> _Text passage_
A stablecoin is a promise that one token equals one dollar, on demand. Whether that promise holds under stress comes down to two documents almost nobody reads carefully: the reserve attestation and the redemption terms. Module 3 covered how a token settles on the wire. This module covers what sits behind it, and what happens when the backing and the redemption path stop lining up.

The peg is not a property of the token. It is a property of the arbitrage loop that connects the token to its reserves. When that loop works, price snaps back to a dollar. When it jams, the token trades at whatever the secondary market will pay.

Reading reserve composition

Reserves are not one thing. The question is never "is it backed" but "backed by what, held where, and convertible how fast."

Sort any reserve into three buckets. First, immediately liquid: physical cash and overnight assets you can turn into settlement dollars same-day. Second, near-cash: short-dated Treasury bills and Treasury repo, liquid in normal markets but subject to settlement timing and, in a true rush, price. Third, everything else: secured loans, corporate credit, other tokens, commodities. Bucket three is where reserves quietly stop being cash-equivalent.

Two real reserve stacks

USDC and USDT are both majority-Treasury, but the tails differ. As of an August 2025 snapshot, Circle's USDC reserve sat roughly in direct Treasuries, Treasury repurchase agreements, and bank deposits, with the Circle Reserve Fund custodied at BNY Mellon and managed by BlackRock, publishing CUSIP-level holdings daily.

Tether's USDT is also majority-Treasury. Its Q1 2025 attestation, reviewed by BDO Italia, showed roughly 78 percent of reserves in US Treasuries, about $126.8 billion of around $162.6 billion in total assets. But the tail carried billions in secured loans, plus bitcoin and gold positions. Those are bucket three. They are real assets, but they do not redeem at par into dollars on a bad afternoon, and a token-backed reserve line correlates with the very crypto stress that triggers redemptions.

The practitioner's read: weighted-average maturity tells you interest-rate sensitivity, the cash-and-overnight slice tells you same-day capacity, and the bucket-three line tells you what gets sold at a loss if redemptions spike. A 78 percent Treasury headline can hide a tail that behaves nothing like cash.

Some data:

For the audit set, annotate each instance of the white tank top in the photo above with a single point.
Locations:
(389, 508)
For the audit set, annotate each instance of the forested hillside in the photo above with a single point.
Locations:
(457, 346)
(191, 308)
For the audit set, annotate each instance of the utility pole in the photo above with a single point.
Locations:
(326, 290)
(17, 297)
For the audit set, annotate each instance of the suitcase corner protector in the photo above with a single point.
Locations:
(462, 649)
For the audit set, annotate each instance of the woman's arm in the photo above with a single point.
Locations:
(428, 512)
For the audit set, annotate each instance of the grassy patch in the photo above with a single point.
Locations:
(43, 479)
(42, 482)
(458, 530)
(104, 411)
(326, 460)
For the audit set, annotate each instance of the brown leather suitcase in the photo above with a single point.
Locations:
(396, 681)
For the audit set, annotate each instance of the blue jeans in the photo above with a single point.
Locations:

> _Written request_
Continue the text on stablecoin reserves, starting after its final sentence.

> _Answer below_
Attestation is not audit

Most of these reports are attestations: an accounting firm confirms assets existed at a point in time. That is weaker than a full audit, and a month-end snapshot says nothing about the other 29 days. The GENIUS Act, signed in 2025, tightens this for permitted payment stablecoin issuers: 1:1 reserves limited to cash, insured deposits, short-dated Treasuries with 93 days or less remaining maturity, government money funds, and Treasury repo, with monthly public disclosure and a public-accountant examination plus CEO and CFO attestation. Module 6 covers that wrapper. The structural point holds: read the composition, not the headline number.

Redemption is where the promise is tested

Reserves are only half the promise. Redemption is the path from token back to dollars, and the terms are where issuers retain optionality you may not have priced.

Check four things in any redemption agreement. Who can redeem: most issuers offer face-value redemption only to whitelisted institutional accounts, not to the wallet holding the token. Minimum size: redemption floors of hundreds of thousands of dollars are common, which means retail never touches the primary market and exits only through secondary venues. Settlement window: T+0 versus T+1 or longer determines whether you can meet your own obligations. And the suspension clause: nearly every issuer reserves the right to pause redemptions, exactly when you most want them open.

If you cannot redeem at par yourself, you do not hold a dollar. You hold a claim that trades near a dollar as long as someone with primary-market access keeps the arbitrage loop running.

How stablecoins actually break

Three distinct failure modes. They are not variations on one theme; they break for different reasons and call for different defenses.

Failure one: the reserve is impaired or stuck

USDC in March 2023 is the clean case. Circle disclosed $3.3 billion of USDC's cash reserves was stuck at Silicon Valley Bank when it failed, roughly 8 percent of the backing. The reserve was not gone, it was inaccessible, and redemption uncertainty over a weekend did the rest. USDC fell to about $0.87 at its trough on March 11 before recovering once regulators backstopped SVB depositors.

The lesson is concentration. The peg broke not because reserves were too risky but because too much same-day cash sat in one bank that ran. Diversification of cash custody is a peg variable, not a back-office detail.

Failure two: redemption jams while reserves are fine

The same SVB episode showed the second mode layered on the first. Circle suspended primary-market redemptions over the weekend. With the arbitrage loop shut, secondary-market sellers had no one taking tokens at par, and the discount widened beyond what the reserve impairment alone justified. Even a fully-backed token depegs in the secondary market if the redemption door is closed when holders reach for it.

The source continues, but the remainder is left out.